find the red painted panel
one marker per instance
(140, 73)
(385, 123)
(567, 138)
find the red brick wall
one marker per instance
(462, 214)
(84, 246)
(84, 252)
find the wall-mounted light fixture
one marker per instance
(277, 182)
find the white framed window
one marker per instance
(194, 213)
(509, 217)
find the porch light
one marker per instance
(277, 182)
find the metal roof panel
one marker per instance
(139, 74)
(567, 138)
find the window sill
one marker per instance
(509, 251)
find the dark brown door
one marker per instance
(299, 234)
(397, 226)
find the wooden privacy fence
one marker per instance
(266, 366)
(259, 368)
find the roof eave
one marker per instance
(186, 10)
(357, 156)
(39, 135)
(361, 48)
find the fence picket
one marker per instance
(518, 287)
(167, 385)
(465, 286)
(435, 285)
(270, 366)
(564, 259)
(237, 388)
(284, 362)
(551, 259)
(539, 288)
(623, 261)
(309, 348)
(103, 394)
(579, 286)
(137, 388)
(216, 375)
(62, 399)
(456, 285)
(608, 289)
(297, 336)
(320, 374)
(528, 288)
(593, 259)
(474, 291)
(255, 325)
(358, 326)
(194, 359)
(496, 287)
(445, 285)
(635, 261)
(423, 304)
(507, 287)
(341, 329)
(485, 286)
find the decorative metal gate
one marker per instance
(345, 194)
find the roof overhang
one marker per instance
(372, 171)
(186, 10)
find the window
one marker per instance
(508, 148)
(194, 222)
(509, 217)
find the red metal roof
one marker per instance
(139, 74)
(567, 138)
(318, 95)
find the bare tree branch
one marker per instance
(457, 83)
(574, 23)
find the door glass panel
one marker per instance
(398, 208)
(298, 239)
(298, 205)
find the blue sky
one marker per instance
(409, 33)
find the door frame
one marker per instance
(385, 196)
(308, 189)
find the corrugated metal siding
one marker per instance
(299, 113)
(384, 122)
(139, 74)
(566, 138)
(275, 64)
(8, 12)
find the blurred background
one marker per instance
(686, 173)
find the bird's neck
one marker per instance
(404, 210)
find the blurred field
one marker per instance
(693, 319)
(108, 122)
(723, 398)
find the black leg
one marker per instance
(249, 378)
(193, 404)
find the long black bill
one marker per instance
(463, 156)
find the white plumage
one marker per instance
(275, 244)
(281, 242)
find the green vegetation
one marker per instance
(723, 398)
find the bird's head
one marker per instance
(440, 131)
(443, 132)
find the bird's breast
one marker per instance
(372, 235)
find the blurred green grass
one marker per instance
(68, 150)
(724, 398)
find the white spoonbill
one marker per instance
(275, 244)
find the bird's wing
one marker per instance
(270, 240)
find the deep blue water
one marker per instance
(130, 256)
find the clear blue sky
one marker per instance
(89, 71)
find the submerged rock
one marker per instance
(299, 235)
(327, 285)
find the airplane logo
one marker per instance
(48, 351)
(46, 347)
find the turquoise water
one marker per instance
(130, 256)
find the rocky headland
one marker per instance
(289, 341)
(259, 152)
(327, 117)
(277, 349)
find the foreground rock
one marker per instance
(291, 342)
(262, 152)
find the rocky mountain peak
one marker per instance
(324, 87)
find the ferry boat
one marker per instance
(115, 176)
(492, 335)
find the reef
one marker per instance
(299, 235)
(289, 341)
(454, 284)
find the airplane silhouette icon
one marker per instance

**Task instructions:** Please copy every line in the entries where "bird" appears.

**Answer box:**
find the bird's neck
find the bird's head
find the bird's breast
find the bird's wing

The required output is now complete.